### Extracted information
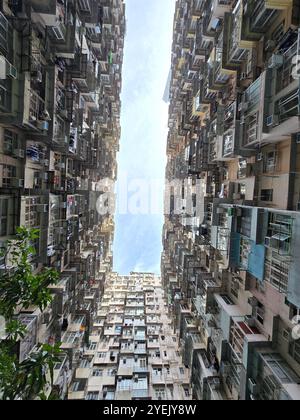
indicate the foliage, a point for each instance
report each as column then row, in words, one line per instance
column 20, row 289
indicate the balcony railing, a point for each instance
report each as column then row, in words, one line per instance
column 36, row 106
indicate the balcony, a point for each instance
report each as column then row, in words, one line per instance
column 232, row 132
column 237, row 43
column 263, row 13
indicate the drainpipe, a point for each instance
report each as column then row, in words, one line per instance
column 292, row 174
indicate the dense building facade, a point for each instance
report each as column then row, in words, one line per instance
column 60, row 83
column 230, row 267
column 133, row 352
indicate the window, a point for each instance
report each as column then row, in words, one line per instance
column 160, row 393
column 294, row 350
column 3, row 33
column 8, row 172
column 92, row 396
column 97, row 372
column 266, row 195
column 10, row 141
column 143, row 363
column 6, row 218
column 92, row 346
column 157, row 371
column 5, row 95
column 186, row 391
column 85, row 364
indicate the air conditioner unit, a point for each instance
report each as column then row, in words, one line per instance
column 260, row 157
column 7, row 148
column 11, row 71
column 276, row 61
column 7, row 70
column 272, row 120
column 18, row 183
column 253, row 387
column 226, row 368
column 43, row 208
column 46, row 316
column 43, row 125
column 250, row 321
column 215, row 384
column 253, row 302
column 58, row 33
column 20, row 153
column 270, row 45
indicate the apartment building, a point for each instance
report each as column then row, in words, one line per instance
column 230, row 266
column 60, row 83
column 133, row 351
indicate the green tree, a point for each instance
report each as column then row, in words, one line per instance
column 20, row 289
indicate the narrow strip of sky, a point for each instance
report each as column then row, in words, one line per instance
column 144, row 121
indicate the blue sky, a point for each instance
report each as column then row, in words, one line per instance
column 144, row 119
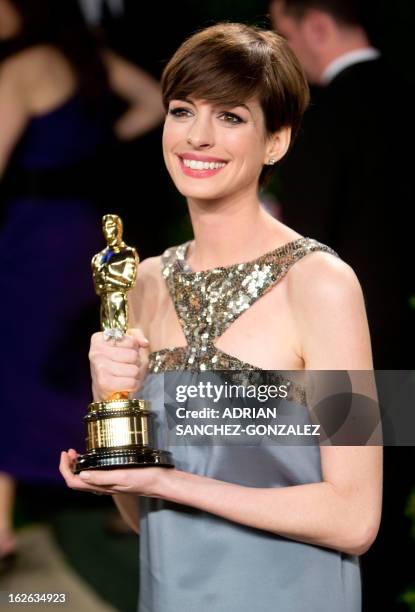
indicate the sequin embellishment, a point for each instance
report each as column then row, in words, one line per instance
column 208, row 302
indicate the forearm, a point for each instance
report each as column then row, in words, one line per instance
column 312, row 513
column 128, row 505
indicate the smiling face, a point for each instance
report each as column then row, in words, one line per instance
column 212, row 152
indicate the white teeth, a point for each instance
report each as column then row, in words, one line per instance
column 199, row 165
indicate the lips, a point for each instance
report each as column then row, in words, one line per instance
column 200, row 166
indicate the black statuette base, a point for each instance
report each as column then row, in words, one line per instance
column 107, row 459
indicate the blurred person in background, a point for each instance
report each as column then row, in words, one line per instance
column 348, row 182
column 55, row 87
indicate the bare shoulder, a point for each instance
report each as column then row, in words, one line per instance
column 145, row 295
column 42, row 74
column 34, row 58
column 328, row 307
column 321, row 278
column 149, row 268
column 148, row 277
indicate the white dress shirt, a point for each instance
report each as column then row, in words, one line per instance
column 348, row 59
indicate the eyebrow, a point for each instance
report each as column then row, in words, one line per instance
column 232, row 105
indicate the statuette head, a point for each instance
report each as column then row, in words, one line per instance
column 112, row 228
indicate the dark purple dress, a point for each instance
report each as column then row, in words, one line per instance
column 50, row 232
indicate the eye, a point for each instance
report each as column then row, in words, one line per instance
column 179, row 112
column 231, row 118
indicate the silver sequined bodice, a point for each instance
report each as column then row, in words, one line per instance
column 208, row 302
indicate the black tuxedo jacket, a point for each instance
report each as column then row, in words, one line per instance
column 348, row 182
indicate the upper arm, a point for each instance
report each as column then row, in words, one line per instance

### Problem
Rewrite all of the data above as a numbered list, omitting blank lines and leaving out the pictures.

### Complete answer
1. indicate the foliage, a point for each instance
2. report each as column then row, in words, one line per instance
3. column 20, row 289
4. indicate the balcony railing, a point for each instance
5. report each as column then row, in words, one line per instance
6. column 36, row 106
7. indicate the balcony, a point for each instance
8. report each as column then row, in words, one line per instance
9. column 232, row 132
10. column 237, row 43
11. column 263, row 13
12. indicate the drainpipe, a point for each instance
13. report each as column then row, in words, one line per instance
14. column 292, row 174
15. indicate the dense building facade, a point for each instance
16. report each as column then row, in words, one line per instance
17. column 60, row 83
18. column 230, row 267
19. column 133, row 352
20. indicate the window, a point for each instance
21. report each as column then row, in words, one line per instance
22. column 160, row 393
23. column 294, row 350
24. column 3, row 33
25. column 8, row 172
26. column 92, row 396
27. column 97, row 372
28. column 266, row 195
29. column 10, row 141
30. column 143, row 363
31. column 6, row 218
32. column 92, row 346
33. column 157, row 371
34. column 5, row 95
35. column 186, row 391
36. column 85, row 364
37. indicate the air conditioner unit, a point for each instance
38. report each as column then row, in words, one line per instance
39. column 260, row 157
40. column 7, row 148
41. column 11, row 71
42. column 276, row 61
43. column 7, row 70
44. column 272, row 120
45. column 18, row 183
46. column 253, row 387
47. column 226, row 368
48. column 43, row 208
49. column 46, row 316
50. column 43, row 125
51. column 250, row 321
52. column 215, row 384
53. column 253, row 302
54. column 58, row 33
55. column 20, row 153
56. column 270, row 45
57. indicate the apartment building, a point for each instance
58. report each as column then row, in words, one line per instance
59. column 230, row 266
60. column 60, row 83
61. column 133, row 351
62. indicate the green tree, a point for each instance
63. report each as column then row, in words, one line per instance
64. column 20, row 289
65. indicate the narrow strip of sky, a point for each instance
66. report each as column then row, in words, one line per instance
67. column 144, row 121
68. indicate the blue sky, a point for each instance
69. report each as column then row, in words, one line per instance
70. column 144, row 119
71. indicate the sequin embellishment, a point for each instance
72. report each as column then row, in words, one line per instance
73. column 208, row 302
74. indicate the forearm, a point for each instance
75. report each as column then row, in words, one line per instance
76. column 312, row 513
77. column 128, row 505
78. indicate the smiling face, a point for each instance
79. report each as column then row, in words, one line per instance
80. column 212, row 152
81. indicate the white teeth, a point for each instance
82. report each as column then row, in words, one line per instance
83. column 199, row 165
84. indicate the lips, a point for each instance
85. report each as column then row, in words, one line per instance
86. column 200, row 166
87. indicate the black statuette base, a point for each instance
88. report each as column then row, in words, one line per instance
89. column 107, row 459
90. indicate the blurred person in background, a point for each instance
91. report each as column then row, in words, one line per instance
92. column 348, row 182
93. column 55, row 87
94. indicate the bare shoulder, a point for each instance
95. report each as column then row, in words, one line per instance
96. column 145, row 295
97. column 42, row 74
98. column 34, row 58
99. column 328, row 307
100. column 321, row 278
101. column 149, row 268
102. column 148, row 277
103. indicate the white dress shirt, a point for each instance
104. report each as column then row, in words, one line per instance
105. column 348, row 59
106. indicate the eyebrow, a point for each instance
107. report each as column then row, in words, one line per instance
108. column 232, row 105
109. indicate the statuette head, a point for each instance
110. report each as column then row, in words, one line per instance
111. column 112, row 228
112. indicate the dark purple dress, a point for each instance
113. report each as column then row, in words, one line per instance
114. column 50, row 232
115. indicate the eye, a point for each instance
116. report each as column then row, in words, one line per instance
117. column 179, row 112
118. column 231, row 118
119. indicate the silver sequined bodice, a point for each instance
120. report each as column then row, in words, one line per instance
121. column 208, row 302
122. indicate the black tuxedo jacket, a point for each instance
123. report each as column then row, in words, one line per instance
124. column 348, row 182
125. indicate the upper arm, a point for each instance
126. report each as column then row, in words, one line per instance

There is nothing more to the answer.